EXERCISE AIM
Give again, word for word, every line below from the one that has "Phrase: jagged rock spire" through the one that has "Phrase: rocky island", both included, and no others.

:::::

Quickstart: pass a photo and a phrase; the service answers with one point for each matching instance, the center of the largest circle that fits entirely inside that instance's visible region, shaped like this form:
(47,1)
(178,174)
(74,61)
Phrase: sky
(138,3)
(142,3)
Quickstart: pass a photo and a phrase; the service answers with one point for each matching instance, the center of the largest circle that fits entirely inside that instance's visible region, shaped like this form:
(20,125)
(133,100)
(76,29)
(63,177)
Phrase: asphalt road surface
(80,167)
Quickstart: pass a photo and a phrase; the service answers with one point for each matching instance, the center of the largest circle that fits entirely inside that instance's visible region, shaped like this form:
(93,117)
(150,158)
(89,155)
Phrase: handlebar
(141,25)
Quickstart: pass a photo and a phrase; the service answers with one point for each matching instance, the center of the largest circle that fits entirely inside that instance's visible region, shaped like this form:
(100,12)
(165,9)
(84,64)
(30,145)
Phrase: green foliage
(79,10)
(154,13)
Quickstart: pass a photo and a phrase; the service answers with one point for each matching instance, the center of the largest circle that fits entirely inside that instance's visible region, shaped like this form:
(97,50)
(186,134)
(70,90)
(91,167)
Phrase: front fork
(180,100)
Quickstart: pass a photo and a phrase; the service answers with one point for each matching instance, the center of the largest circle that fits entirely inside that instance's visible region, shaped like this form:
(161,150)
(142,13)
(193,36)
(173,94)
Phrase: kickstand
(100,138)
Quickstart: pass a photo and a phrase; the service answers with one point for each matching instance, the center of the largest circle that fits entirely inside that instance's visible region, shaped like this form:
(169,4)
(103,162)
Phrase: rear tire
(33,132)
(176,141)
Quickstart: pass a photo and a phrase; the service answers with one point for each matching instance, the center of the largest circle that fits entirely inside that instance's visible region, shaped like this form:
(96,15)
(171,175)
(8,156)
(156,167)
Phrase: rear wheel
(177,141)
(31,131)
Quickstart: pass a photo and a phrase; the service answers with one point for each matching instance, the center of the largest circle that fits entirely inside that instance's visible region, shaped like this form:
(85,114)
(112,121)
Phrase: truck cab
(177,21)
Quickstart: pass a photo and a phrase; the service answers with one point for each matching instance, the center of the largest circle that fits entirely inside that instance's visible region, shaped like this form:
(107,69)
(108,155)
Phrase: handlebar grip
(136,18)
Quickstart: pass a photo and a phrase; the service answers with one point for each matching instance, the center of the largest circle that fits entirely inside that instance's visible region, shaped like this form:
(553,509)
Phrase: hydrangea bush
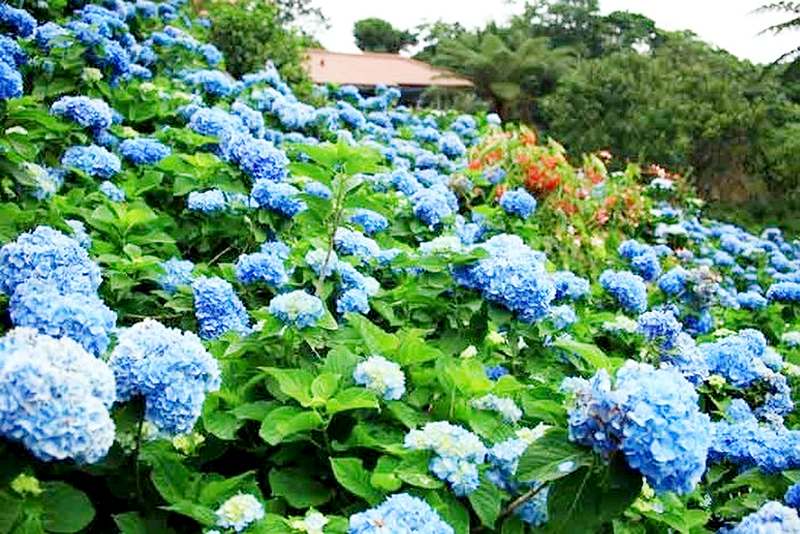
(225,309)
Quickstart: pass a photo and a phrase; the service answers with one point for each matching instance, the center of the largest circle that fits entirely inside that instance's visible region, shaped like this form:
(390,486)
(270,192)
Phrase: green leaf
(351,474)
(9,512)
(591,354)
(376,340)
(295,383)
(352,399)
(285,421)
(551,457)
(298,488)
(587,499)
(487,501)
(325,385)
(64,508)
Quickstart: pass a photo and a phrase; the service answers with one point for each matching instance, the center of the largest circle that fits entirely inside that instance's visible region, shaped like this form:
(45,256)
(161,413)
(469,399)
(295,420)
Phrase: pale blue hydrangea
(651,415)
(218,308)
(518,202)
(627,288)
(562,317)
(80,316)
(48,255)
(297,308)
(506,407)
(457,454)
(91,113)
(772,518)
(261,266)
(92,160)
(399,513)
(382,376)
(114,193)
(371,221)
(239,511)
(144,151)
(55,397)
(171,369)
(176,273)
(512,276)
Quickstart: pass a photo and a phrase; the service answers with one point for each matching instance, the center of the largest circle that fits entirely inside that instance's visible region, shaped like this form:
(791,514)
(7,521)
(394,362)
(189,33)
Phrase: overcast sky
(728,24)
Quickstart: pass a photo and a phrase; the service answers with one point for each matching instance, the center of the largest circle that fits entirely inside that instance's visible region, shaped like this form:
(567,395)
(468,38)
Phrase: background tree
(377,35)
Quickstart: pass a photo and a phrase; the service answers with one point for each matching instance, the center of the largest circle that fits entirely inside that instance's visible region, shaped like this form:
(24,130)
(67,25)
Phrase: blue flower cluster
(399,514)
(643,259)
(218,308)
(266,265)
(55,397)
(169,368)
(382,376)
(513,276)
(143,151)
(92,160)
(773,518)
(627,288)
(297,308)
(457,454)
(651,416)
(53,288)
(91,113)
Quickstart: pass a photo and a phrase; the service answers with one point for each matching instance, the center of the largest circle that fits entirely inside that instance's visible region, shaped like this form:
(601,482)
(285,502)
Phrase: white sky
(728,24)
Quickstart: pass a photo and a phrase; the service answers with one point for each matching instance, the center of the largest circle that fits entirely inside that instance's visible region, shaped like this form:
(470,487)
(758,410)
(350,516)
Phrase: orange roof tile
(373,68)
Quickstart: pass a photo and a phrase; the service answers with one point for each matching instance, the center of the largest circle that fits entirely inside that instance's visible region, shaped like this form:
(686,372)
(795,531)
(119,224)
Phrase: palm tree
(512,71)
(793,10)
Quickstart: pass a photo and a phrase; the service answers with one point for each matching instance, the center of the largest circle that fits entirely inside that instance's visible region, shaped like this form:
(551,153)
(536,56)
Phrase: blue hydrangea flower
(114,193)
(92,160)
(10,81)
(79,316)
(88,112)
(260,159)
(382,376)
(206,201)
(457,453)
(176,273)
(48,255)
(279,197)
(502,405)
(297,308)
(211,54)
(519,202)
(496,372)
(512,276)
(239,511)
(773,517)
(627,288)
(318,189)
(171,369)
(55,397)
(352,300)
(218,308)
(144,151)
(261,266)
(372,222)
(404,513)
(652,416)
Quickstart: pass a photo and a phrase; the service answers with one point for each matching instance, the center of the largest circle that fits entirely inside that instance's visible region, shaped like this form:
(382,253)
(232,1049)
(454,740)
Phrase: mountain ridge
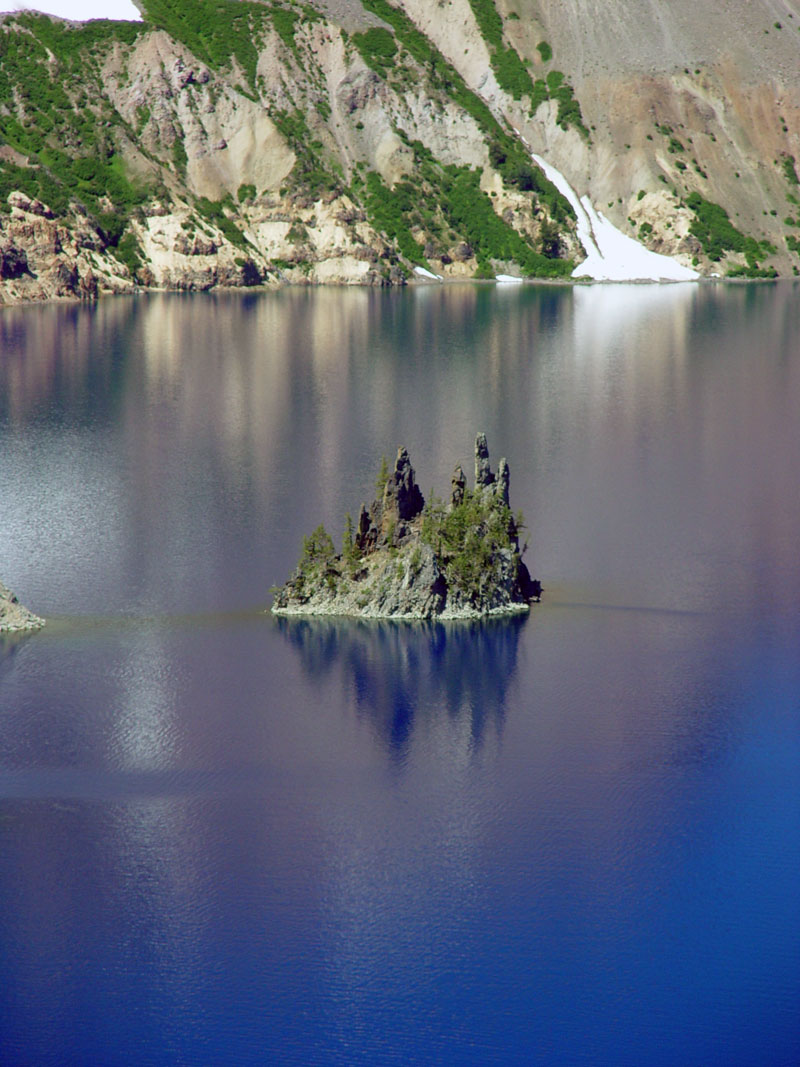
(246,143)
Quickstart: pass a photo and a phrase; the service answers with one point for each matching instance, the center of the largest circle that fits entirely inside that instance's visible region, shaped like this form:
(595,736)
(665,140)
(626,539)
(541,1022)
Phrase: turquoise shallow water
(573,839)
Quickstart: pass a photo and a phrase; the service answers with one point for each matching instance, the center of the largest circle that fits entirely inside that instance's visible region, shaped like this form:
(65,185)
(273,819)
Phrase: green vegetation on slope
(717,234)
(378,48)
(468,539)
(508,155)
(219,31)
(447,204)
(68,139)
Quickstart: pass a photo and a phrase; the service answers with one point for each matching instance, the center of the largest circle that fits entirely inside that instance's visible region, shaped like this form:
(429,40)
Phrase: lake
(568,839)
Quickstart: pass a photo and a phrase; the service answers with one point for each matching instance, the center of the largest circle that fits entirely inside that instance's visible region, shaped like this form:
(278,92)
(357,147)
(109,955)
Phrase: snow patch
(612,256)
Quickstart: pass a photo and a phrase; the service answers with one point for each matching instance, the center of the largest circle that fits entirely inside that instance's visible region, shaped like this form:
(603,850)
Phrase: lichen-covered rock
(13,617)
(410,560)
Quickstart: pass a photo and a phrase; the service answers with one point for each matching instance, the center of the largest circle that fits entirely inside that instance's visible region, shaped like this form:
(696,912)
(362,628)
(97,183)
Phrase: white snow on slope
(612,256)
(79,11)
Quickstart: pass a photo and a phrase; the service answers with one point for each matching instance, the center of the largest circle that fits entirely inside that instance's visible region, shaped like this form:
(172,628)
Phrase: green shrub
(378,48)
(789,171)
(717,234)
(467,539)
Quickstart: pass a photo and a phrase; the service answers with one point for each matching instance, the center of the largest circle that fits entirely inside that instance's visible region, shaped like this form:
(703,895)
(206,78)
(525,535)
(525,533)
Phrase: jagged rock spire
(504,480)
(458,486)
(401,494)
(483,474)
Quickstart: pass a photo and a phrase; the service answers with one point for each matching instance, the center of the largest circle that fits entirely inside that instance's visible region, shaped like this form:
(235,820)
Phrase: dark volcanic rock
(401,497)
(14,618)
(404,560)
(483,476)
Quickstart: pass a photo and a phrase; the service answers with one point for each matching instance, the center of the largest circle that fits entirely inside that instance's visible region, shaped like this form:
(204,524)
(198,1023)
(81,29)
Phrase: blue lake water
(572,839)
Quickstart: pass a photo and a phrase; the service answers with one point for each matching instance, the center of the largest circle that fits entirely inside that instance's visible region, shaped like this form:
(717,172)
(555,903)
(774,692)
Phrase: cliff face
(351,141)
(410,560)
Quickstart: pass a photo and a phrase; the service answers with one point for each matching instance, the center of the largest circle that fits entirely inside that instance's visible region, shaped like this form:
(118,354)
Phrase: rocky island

:::::

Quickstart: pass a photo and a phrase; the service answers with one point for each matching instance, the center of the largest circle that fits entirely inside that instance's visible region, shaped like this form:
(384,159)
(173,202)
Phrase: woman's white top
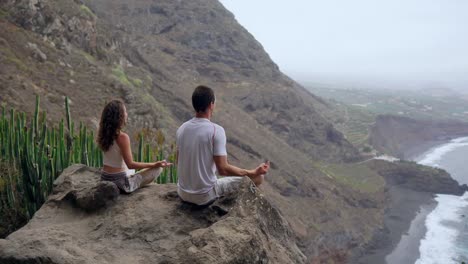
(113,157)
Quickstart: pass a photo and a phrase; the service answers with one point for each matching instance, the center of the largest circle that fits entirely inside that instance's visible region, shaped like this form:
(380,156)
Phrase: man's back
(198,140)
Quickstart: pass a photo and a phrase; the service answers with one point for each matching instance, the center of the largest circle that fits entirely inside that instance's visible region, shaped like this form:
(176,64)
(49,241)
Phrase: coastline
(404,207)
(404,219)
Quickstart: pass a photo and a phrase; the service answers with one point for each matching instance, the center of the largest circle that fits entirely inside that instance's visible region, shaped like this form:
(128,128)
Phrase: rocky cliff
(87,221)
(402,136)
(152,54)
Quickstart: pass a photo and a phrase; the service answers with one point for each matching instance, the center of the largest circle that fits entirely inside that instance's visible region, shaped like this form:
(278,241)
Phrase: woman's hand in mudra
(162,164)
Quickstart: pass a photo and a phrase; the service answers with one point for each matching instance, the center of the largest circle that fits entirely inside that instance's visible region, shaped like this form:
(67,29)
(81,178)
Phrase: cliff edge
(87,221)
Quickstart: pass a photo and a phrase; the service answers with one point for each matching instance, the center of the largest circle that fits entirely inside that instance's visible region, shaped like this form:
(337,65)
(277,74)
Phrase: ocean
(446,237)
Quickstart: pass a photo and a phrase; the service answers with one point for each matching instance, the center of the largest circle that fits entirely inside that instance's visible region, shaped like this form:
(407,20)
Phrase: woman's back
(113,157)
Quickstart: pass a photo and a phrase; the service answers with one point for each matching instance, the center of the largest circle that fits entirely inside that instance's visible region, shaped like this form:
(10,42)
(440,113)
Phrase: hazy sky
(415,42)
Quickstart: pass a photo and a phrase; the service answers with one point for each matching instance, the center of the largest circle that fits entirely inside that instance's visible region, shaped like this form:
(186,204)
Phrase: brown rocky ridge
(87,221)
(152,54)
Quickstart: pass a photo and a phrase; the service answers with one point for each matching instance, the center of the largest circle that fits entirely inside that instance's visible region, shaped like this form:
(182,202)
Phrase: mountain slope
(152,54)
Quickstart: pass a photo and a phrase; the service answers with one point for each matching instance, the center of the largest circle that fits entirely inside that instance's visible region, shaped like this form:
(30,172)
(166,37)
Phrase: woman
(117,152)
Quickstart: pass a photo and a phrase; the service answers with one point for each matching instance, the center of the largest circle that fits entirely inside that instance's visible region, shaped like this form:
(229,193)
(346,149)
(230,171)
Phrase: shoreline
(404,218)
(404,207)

:::::

EXPECTED OUTPUT
Phrase: jagged rock spire
(504,480)
(458,486)
(401,494)
(483,474)
Quickstart: pass a photo and a phrase; the service answers with one point for each matching instance, the center of the largest circle that fits entirely inside that instance's visible region, shaped like this form:
(235,820)
Phrase: dark volcanic rock
(401,497)
(14,618)
(404,560)
(483,476)
Quickstart: pass a photo and a phrase; the service answers with one point for each matching instance, the center of the largest circle that fits entirely inside that instance's visible region, shaped like this form:
(204,524)
(198,1023)
(81,29)
Phrase: blue lake water
(572,839)
Quickstart: pass a photo and a phrase; the service answers with one point for each matching instance, the center of the largest circle that fits entirely inside that instance's visible region, shaped like this form:
(717,172)
(555,903)
(774,692)
Phrase: cliff face
(351,141)
(410,560)
Quickstart: pass a photo and a phrase; the service answers with one point for each matching instance, the center of the largest circle that fits entirely inside that instance's visible region, shaped like this form:
(118,354)
Phrase: rocky island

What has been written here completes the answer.